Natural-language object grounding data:

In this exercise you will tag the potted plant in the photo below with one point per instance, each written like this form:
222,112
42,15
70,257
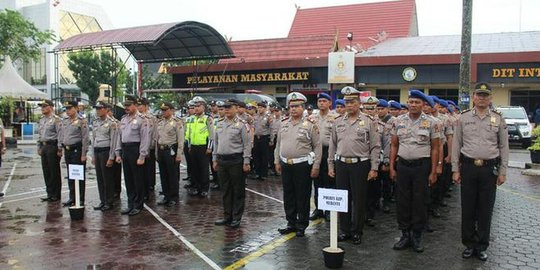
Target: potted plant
535,147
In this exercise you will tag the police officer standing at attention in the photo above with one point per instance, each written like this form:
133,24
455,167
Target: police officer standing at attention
50,150
170,144
414,148
230,158
75,142
132,150
104,139
479,163
199,136
353,158
297,158
325,120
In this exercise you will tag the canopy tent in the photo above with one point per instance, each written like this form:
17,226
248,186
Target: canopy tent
12,85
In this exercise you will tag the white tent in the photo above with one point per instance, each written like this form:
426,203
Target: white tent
12,85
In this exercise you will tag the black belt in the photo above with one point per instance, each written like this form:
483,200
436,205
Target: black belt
230,157
413,162
167,146
73,147
131,144
101,149
479,162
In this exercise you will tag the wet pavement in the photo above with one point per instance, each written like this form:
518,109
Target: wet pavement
36,235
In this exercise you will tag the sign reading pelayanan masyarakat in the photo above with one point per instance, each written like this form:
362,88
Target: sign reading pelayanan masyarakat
333,199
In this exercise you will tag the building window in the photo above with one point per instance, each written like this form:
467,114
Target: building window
447,94
388,94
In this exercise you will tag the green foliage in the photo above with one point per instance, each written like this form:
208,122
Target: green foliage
19,38
91,69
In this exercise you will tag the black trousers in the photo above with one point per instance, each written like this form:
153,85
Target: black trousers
199,167
133,176
412,195
353,177
105,176
323,181
296,182
169,172
74,157
50,164
233,182
478,192
261,154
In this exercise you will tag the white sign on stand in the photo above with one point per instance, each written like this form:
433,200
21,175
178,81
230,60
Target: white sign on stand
333,199
76,172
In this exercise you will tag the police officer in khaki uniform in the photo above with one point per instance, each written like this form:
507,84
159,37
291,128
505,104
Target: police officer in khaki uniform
479,163
353,158
170,146
50,150
104,139
297,158
414,153
325,120
74,138
230,158
132,149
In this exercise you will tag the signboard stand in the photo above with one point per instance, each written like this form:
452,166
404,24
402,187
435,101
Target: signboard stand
76,172
333,200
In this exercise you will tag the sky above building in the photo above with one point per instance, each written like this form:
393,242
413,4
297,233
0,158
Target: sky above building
257,19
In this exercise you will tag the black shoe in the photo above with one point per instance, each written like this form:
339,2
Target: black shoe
99,206
404,242
357,239
222,222
467,253
343,237
234,224
416,242
316,214
286,230
68,203
171,203
482,255
134,212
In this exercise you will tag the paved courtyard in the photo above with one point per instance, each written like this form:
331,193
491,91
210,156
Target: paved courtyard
36,235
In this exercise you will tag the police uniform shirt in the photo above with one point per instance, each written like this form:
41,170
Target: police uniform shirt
171,131
296,139
262,124
359,139
50,127
232,137
75,131
415,135
134,129
481,138
325,124
105,134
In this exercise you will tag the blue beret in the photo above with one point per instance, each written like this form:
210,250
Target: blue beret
324,95
394,104
382,103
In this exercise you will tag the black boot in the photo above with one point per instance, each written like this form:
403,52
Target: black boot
404,242
417,242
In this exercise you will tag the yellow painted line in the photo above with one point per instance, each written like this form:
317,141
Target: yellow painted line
519,194
267,248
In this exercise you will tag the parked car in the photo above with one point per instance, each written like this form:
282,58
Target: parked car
519,127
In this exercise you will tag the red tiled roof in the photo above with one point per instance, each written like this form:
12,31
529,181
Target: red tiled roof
280,49
396,18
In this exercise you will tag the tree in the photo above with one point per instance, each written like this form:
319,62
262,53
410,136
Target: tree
20,38
91,69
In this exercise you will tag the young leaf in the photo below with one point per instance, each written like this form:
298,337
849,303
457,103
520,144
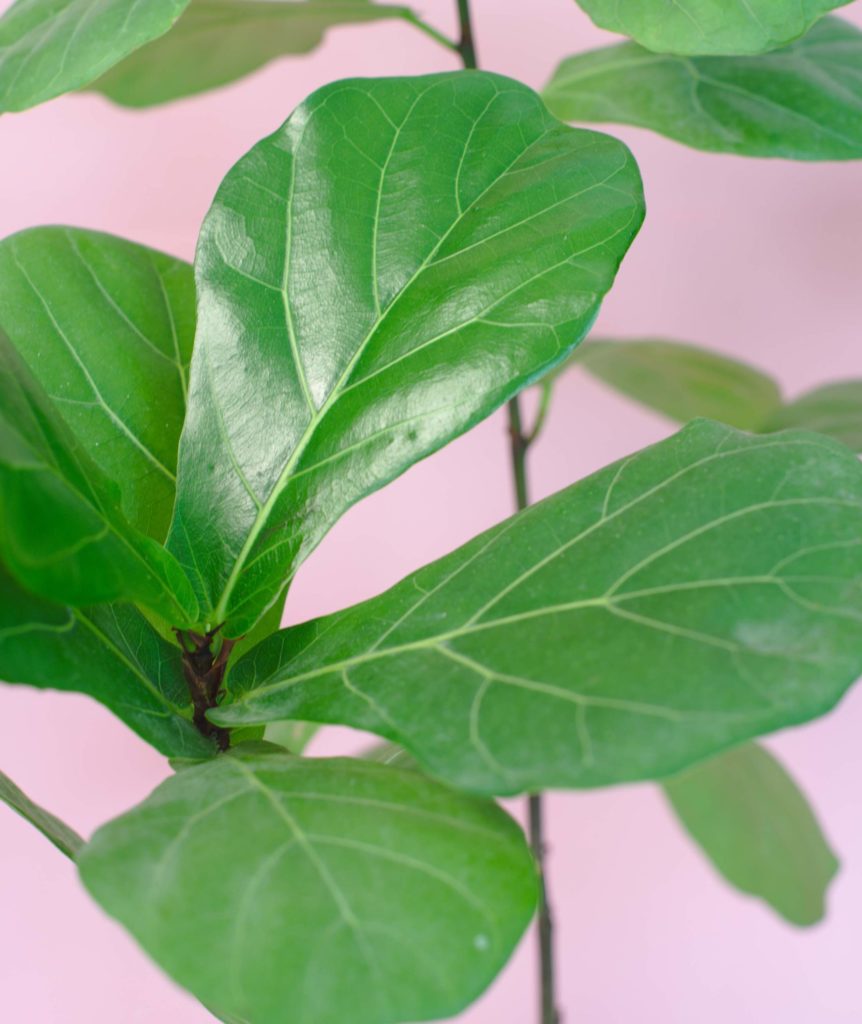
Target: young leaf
48,47
63,535
802,102
751,820
683,382
709,26
396,261
111,653
281,889
63,838
218,41
106,329
698,593
834,410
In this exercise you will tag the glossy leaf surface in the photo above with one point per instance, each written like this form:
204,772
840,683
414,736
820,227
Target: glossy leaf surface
834,410
697,593
391,265
218,41
63,535
683,382
111,653
282,889
701,27
106,328
756,825
801,102
63,838
48,47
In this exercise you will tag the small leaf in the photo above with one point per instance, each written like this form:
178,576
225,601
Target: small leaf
391,265
834,410
63,535
48,47
756,825
801,102
696,594
111,653
692,27
218,41
683,382
63,838
106,327
282,889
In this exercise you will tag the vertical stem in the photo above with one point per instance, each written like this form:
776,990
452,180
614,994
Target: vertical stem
519,443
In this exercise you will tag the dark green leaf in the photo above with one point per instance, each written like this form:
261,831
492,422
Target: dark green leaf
282,889
218,41
63,535
65,839
709,26
106,329
48,47
396,261
834,410
683,382
111,653
756,825
802,102
693,595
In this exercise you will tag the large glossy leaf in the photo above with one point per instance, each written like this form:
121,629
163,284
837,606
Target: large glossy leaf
218,41
756,825
110,652
281,889
698,593
63,838
834,410
63,534
683,382
106,328
396,261
709,26
48,47
802,102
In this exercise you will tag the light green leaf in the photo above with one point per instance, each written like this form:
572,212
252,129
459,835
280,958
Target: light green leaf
48,47
801,102
396,261
63,535
218,41
282,889
709,26
696,594
834,410
683,382
106,328
756,825
65,839
111,653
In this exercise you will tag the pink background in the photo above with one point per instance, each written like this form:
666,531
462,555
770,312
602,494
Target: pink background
756,258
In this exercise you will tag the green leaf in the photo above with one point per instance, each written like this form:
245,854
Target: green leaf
756,825
282,889
396,261
111,653
106,328
63,535
683,382
48,47
802,102
834,410
218,41
696,594
65,839
709,26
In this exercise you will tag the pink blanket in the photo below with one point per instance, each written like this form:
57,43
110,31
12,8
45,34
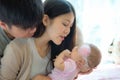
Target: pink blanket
104,72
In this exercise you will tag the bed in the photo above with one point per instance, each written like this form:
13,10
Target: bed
103,72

YOUR GOAL:
Pictures aside, restate all of the entries exactly.

REPLY TO THE EXERCISE:
In this exercise you will tag the potted plant in the photo below with one point per instance, each written like this form:
222,112
42,15
70,257
Target: potted plant
535,147
In this exercise you will tag the police officer standing at attention in the photo above with one point per instance, each written like this form:
133,24
455,167
Target: police officer standing at attention
50,150
170,144
414,148
230,158
75,142
132,150
104,139
479,163
199,136
353,158
297,158
325,120
In this exercise you will tag the canopy tent in the photo above with one point per instance, each written like this form:
17,226
248,186
Target: canopy tent
12,85
In this exercise you will tag the white tent in the photo above with one point per instance, each written like this form:
426,203
Target: white tent
12,85
In this exercise you will tag the black belt in the photo above with one point per instance, each written like this form:
483,200
436,205
Target: black belt
230,157
413,162
167,146
73,147
131,144
101,149
479,162
In this exercise you will tag the wet pavement in the photo above with one point per instance, each written like this form:
518,109
Target: wet pavement
36,235
In this exercise you will tag the sign reading pelayanan masyarakat in the photo above with one point per instance, each written like this form:
362,88
Target: sign reading pelayanan masyarakat
333,199
In this exercise you will tag the building window in the photo above with one point per instance, each written like this form:
467,114
Target: building window
447,94
388,94
In this exercise you will tag the green foliage in the photo above with one point per instance, each written like this form:
208,122
Target: green foliage
19,38
91,69
In this exercise you will tag the black trousers in the photo above with one point per instance, each written like this form:
153,85
Target: black trousers
199,167
133,176
412,195
353,177
105,176
323,181
296,182
169,172
74,157
50,164
233,182
478,192
261,154
In this exercise you will tag the white sign on stand in the photo above with one point per instance, each written like this form:
433,200
21,175
178,81
230,60
Target: white sign on stand
333,199
76,172
In this exercise you will tag the police officer in khaki uniform in the photo above with one point per instance, each written like this form:
507,84
159,37
291,128
505,104
Target: police officer in khaki uniform
479,163
353,158
170,146
50,150
104,139
297,158
414,153
325,120
74,138
230,158
132,149
In this exercise you will tag the signboard stand in the photo above with one point per instance, each written like this form:
452,166
404,24
402,187
435,101
Target: signboard stand
76,172
333,200
In this exercise you will tag the sky above building in the photo above with one point per instance, each written like this form:
393,242
413,4
297,233
0,158
Target: sky above building
257,19
In this exercise you will tag the black shoe in the photo above with one point per instance, each written like this form:
339,2
Target: black shoe
99,206
404,242
357,239
222,222
467,253
343,237
234,224
416,242
316,214
286,230
68,203
171,203
482,255
134,212
In this exercise you will tag the paved courtyard in the photo above with one point per instance, each written like this form:
331,193
491,91
210,156
Target: paved courtyard
36,235
In this exercise you will tag the police uniform shirt in the photo above with one point per instance, each written like this form:
41,170
Target: police uniform shirt
171,131
296,139
262,124
359,139
50,127
232,137
75,131
415,135
134,129
481,138
325,124
105,134
In this exercise you will tag the blue beret in the photo above with one point per instance, each written like this form:
210,250
Target: blue beret
324,95
394,104
382,103
In this exercise you will tag the black boot in the photo above with one point per instance, each written like this form:
403,52
Target: black boot
404,242
417,242
In this exercise you will tag the yellow painted line in the photo above with one point per instance, each written like this form:
317,141
Target: yellow painted line
519,194
267,248
In this exercise you will tag the parked car in the photo above with one point per instance, each written like this form:
282,58
Target: parked car
519,127
In this exercise you will tag the red tiled roof in the photo above with one point per instance, each written like this form:
12,31
529,181
Target: red tiled roof
280,49
396,18
In this exercise you will tag the tree in the photo above with one point per instance, each written like this form:
319,62
262,53
410,136
Target: tree
20,38
91,69
In this exercise you will tag the young leaf in the photo below with one point per instance, each written like this form:
298,337
849,303
457,103
520,144
Target: young leaf
48,47
63,535
802,102
751,820
683,382
709,26
396,261
111,653
281,889
63,838
218,41
106,329
698,593
834,410
In this exercise you will tag the glossy leaf surface in the photo above with one point per instance, each written like this form:
204,772
840,683
414,736
820,227
Target: glossy leaf surface
834,410
697,593
391,265
218,41
63,535
683,382
111,653
282,889
701,27
106,328
756,825
801,102
63,838
48,47
In this exercise you will tag the small leaf in the photo above with one point per instance, each written like this form:
178,576
225,601
Target: small leaf
391,265
834,410
63,535
48,47
756,825
801,102
696,594
111,653
692,27
218,41
683,382
63,838
106,327
282,889
In this exercise you will tag the vertical stem in the photo above with one point per instance, each written like this form:
776,990
452,180
614,994
Target: vertical stem
519,443
In this exercise you will tag the dark green leaf in the photo above with one point per instance, each written like this form:
261,831
492,422
Target: dark green leaf
282,889
218,41
63,535
65,839
709,26
106,329
48,47
396,261
834,410
683,382
111,653
756,825
802,102
693,595
In this exercise you will tag the large glossy leaf in the photo above with one point per instance, each written like this form:
121,629
163,284
837,606
Target: large glossy leaf
218,41
756,825
110,652
281,889
698,593
63,838
834,410
63,534
683,382
106,328
396,261
709,26
48,47
802,102
In this exercise you will tag the light green leaf in the photo above with one point per instance, each written like this form:
572,212
252,129
459,835
280,958
Target: light green leaf
48,47
801,102
396,261
63,535
218,41
282,889
709,26
696,594
834,410
683,382
106,328
756,825
65,839
111,653
In this exercise you will tag the pink background in the photo above with one point per instance, each written like this form:
666,531
462,555
770,312
602,494
Target: pink background
756,258
In this exercise you will tag the green leaf in the photo above with one point per instance, each written like this form:
245,854
Target: green leaf
756,825
282,889
396,261
111,653
106,328
63,535
683,382
48,47
802,102
834,410
218,41
696,594
65,839
709,26
In this exercise you will tag the pink blanket in the photo below with one point per instance, each written like this form:
57,43
110,31
12,8
45,34
Target: pink blanket
104,72
In this exercise you will tag the bed in the photo above with one point per instance, each written like this form:
13,10
Target: bed
103,72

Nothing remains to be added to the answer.